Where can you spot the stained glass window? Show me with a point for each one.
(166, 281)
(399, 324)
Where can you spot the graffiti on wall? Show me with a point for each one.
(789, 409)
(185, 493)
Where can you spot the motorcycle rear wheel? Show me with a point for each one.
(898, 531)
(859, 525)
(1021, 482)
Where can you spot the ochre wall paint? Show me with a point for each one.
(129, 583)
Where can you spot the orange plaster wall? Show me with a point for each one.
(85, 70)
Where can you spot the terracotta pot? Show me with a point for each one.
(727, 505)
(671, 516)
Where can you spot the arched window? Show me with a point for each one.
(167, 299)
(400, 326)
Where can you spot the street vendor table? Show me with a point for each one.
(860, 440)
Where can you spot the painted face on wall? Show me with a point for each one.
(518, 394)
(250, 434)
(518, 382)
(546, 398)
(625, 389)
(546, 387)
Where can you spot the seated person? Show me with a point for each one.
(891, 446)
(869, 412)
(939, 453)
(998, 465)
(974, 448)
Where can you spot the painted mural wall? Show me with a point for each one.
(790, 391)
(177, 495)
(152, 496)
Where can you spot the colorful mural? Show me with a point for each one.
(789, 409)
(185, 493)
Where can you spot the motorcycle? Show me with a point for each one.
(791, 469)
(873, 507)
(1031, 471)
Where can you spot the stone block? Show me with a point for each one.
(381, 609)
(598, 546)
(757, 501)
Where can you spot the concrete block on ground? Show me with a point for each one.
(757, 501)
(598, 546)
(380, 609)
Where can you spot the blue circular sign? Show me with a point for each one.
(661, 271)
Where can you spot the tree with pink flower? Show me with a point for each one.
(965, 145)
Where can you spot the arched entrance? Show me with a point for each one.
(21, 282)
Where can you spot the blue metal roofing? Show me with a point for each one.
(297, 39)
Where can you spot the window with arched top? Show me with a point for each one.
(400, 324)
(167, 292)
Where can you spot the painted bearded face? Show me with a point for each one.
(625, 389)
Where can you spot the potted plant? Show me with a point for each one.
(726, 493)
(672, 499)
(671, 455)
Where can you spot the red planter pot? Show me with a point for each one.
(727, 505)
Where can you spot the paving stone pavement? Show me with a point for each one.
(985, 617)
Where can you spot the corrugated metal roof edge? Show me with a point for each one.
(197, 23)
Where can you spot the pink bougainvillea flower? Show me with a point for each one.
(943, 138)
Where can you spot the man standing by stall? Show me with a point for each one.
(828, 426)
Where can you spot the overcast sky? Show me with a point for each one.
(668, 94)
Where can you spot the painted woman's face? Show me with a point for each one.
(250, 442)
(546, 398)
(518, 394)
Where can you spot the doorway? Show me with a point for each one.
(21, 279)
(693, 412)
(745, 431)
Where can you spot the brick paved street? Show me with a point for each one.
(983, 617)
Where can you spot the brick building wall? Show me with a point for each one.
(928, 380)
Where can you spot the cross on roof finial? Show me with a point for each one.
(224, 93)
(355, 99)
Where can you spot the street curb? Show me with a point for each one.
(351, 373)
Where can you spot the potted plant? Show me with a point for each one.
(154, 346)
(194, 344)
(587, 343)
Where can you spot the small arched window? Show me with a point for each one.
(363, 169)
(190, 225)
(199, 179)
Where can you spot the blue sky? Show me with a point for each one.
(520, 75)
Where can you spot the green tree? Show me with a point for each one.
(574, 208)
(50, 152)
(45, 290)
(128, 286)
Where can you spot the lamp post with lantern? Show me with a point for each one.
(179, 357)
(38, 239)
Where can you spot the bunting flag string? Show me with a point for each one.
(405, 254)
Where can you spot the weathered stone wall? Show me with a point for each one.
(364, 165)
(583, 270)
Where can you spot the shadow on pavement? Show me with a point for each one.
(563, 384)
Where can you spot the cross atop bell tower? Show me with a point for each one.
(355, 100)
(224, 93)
========
| Exercise objective |
Update every one of the rows above by replacing "Where can you spot" with "Where do you see" wherever it occurs, keeping everything else unchanged.

| Expected answer |
Where do you see the stained glass window? Show me with a point for each one.
(166, 281)
(399, 324)
Where do you see the graffiti on wall? Show me with a point for each one.
(789, 409)
(185, 493)
Where do you see the motorcycle rear wheel? Show me with a point for each one.
(898, 531)
(859, 525)
(1021, 482)
Where do you see the ochre wall paint? Show me with a point for each one.
(129, 583)
Where do you see the orange plaster wall? Show me with a point for each one.
(85, 70)
Where do you see the terracotta pot? Show me with a point for each one.
(727, 505)
(671, 516)
Where do you see the arched window? Show me with a point for each one.
(167, 299)
(400, 326)
Where do you see the street vendor table? Show me with a point for each one.
(860, 440)
Where do you see the painted face on wall? Show me with a point for each one.
(518, 394)
(250, 434)
(518, 382)
(546, 398)
(625, 389)
(546, 387)
Where do you see the seated person? Show me with a point for each one.
(891, 446)
(869, 412)
(939, 453)
(998, 465)
(974, 448)
Where do you see the painted mural wall? Show me with a point for each one.
(790, 391)
(177, 495)
(152, 496)
Where do you see the colorful mural? Show me with a point for each one.
(789, 409)
(185, 493)
Where do you see the motorcycle? Show me with a point for each one.
(791, 469)
(873, 507)
(1031, 471)
Where do you see the stone block? Show me with a point for each one.
(381, 609)
(598, 546)
(757, 501)
Where do you see the concrete block on ground? Show me with a point for each one.
(757, 501)
(598, 546)
(380, 609)
Where do you see the blue circular sign? Show me with a point for each one.
(661, 271)
Where do you see the tree with pink flower? Show me with a point for each one.
(965, 145)
Where do you see the arched entrance? Show me with a point for each one.
(21, 282)
Where do you see the blue metal roofing? Show me with a point for each one.
(297, 39)
Where do you see the window with arched top? Show me with a point for each one.
(400, 324)
(167, 292)
Where do you see the painted bearded face? Show me with a point for each one.
(625, 389)
Where do you see the potted plant? Show me with a point for each one.
(726, 493)
(672, 499)
(671, 455)
Where do you see the red planter pot? Show me with a point for each one.
(727, 505)
Where do you see the paving stone pavement? Show me with a point for each one.
(985, 617)
Where do you see the corrugated metal roof edge? Show me with a point for each one.
(197, 23)
Where do you see the pink bougainvillea flower? Show me with a point for each one.
(943, 138)
Where do you see the man standing by stall? Show me with a point for each one.
(828, 426)
Where do you see the overcast sky? Show me with a point for each one.
(668, 94)
Where do you see the painted woman's face? Show me with a point for each one.
(250, 442)
(546, 398)
(518, 394)
Where do you see the doorway? Show me with a point for each one.
(21, 279)
(693, 412)
(745, 431)
Where do you see the brick paved street? Show me with a point for each one.
(983, 617)
Where do you see the brick building wall? Show me with a point for each one.
(928, 380)
Where do you see the cross on roof finial? Show me with a point for each one.
(224, 93)
(355, 99)
Where do you see the street curb? Show me with a point for each one.
(351, 373)
Where do you see the potted plant? Show me with a point for each one.
(154, 346)
(194, 344)
(587, 343)
Where do you see the small arched window? Show me with a point for each one.
(363, 169)
(190, 225)
(199, 179)
Where do you see the blue sky? Show me with a point for each one.
(520, 75)
Where do you see the green tree? Show me with a point for each one.
(574, 208)
(50, 152)
(45, 290)
(128, 286)
Where do you see the lamp post with lantern? Show me with a point for each one.
(179, 357)
(38, 239)
Where do you see the bunting flag string? Show me with a point for each one.
(405, 254)
Where do you see the weathered stone wall? Show me with a point for each one.
(364, 165)
(583, 270)
Where do you see the shadow on pavement? Show me with a point for each one.
(563, 384)
Where do you see the cross atop bell tower? Show me with a point for each one.
(355, 100)
(224, 93)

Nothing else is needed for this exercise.